**The exercise**
Extract the rows from the very beginning through the line containing "MULTIPOLYGON (((196 82, 174", both ends included, and reproduce them character for character.

**Dataset content**
BEGIN

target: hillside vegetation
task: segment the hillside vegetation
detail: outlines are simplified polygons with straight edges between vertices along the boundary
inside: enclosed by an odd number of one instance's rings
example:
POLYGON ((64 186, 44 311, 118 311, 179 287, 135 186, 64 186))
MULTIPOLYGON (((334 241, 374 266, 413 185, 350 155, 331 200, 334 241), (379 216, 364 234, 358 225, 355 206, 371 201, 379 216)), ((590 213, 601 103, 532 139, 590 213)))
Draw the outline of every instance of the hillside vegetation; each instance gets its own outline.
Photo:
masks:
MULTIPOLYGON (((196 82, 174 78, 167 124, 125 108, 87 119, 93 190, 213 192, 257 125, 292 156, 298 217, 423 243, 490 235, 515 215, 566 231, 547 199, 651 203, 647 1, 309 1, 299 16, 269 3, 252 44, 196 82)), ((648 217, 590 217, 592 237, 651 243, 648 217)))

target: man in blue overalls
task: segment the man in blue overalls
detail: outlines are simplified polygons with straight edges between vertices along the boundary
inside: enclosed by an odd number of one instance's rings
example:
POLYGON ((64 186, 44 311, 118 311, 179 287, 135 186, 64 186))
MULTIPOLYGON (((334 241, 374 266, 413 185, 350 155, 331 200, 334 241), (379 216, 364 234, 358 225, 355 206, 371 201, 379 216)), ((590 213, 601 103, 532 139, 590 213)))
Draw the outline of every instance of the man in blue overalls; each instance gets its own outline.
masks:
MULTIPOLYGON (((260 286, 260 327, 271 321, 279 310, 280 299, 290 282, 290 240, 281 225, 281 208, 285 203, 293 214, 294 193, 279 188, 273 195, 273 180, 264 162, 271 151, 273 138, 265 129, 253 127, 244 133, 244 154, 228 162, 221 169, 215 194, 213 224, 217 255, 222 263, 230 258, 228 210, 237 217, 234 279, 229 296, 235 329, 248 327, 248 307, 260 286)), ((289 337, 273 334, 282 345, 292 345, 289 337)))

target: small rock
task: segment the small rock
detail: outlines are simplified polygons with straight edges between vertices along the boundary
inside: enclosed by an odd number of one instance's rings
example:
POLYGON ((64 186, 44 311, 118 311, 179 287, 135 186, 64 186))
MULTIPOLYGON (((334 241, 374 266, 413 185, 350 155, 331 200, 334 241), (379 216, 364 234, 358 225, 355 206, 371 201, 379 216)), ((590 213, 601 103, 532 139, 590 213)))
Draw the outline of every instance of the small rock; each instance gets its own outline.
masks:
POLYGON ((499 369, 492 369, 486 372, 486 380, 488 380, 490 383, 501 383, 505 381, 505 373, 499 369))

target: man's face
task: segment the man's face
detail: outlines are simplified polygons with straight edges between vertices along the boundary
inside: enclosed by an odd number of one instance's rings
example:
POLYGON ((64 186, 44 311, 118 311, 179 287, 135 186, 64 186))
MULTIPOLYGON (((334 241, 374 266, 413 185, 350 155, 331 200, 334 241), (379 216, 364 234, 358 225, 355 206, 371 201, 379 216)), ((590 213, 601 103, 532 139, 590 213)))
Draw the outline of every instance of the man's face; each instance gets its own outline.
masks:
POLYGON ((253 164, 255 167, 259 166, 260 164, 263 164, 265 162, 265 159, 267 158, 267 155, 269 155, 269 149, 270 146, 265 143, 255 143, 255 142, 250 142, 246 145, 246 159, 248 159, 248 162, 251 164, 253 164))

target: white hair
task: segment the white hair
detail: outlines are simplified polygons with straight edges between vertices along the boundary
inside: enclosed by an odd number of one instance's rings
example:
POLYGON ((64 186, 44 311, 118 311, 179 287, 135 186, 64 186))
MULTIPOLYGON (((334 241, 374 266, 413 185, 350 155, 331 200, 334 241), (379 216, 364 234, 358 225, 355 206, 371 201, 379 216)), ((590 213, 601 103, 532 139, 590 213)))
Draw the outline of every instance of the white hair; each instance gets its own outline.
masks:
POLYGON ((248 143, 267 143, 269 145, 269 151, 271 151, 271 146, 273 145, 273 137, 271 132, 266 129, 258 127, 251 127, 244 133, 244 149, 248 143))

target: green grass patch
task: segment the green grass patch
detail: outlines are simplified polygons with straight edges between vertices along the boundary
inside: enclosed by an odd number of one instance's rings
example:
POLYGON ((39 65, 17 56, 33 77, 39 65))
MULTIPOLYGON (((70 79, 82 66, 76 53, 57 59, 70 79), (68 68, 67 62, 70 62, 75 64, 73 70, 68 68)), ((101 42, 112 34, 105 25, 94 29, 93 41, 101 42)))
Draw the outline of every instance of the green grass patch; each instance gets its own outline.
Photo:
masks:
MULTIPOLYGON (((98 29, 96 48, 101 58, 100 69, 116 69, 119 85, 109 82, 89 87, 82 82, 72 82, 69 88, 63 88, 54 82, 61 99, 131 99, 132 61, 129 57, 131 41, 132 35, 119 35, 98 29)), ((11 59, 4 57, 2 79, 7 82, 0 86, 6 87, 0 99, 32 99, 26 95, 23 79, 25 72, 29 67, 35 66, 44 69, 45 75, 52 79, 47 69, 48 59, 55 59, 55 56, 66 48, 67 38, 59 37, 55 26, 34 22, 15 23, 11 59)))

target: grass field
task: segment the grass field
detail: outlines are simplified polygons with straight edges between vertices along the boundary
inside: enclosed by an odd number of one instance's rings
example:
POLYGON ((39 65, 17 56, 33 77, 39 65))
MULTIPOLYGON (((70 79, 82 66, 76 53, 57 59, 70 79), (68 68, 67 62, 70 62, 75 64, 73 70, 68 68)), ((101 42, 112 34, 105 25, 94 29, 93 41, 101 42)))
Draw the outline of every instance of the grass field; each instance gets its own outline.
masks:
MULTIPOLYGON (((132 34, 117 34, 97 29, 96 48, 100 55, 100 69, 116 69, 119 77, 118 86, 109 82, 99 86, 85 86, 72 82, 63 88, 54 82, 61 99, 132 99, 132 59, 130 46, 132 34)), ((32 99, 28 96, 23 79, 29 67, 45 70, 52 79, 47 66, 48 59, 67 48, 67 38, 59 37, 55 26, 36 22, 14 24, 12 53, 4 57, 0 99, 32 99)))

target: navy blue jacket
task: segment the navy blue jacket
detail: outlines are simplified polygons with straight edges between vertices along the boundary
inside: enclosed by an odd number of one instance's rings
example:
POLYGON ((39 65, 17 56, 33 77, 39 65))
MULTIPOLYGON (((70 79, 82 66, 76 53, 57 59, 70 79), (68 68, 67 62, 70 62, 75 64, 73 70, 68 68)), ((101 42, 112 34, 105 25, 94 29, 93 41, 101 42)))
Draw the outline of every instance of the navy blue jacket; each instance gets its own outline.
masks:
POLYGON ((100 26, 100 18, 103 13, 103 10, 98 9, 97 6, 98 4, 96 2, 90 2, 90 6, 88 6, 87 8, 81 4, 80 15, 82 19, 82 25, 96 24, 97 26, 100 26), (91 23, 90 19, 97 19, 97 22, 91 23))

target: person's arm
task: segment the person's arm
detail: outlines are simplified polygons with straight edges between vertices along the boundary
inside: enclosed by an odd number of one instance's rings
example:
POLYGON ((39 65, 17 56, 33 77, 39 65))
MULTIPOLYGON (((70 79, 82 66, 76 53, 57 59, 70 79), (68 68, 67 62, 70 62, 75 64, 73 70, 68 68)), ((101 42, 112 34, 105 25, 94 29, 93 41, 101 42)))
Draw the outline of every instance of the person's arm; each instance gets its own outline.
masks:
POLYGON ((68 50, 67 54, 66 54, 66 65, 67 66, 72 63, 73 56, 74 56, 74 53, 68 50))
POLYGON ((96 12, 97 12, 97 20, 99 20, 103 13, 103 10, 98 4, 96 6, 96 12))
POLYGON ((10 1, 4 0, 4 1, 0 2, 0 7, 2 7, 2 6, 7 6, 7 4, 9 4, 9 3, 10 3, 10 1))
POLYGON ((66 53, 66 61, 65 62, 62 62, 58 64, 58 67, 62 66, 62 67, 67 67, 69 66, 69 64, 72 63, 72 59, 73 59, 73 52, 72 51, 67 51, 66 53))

END

**Output below**
target: hillside vegetation
task: segment the hillside vegetation
detail: outlines are simplified polygons with straight edges between vertices along the boundary
inside: enclosed by an odd number of one instance's rings
example:
POLYGON ((64 186, 44 311, 118 311, 179 287, 135 186, 64 186))
MULTIPOLYGON (((334 241, 374 266, 413 185, 350 155, 331 200, 334 241), (379 216, 364 234, 358 225, 355 206, 371 201, 379 216)), ((590 213, 601 103, 532 139, 590 213)))
Draw the outline of every instance of the hillside vegetation; each instance gets its own outline.
Photo:
masks:
MULTIPOLYGON (((196 82, 174 78, 167 124, 125 108, 87 119, 93 190, 213 192, 257 125, 292 156, 298 217, 423 243, 490 235, 515 215, 566 231, 547 199, 651 203, 647 1, 309 1, 299 16, 269 3, 252 44, 196 82)), ((648 217, 590 217, 592 237, 651 243, 648 217)))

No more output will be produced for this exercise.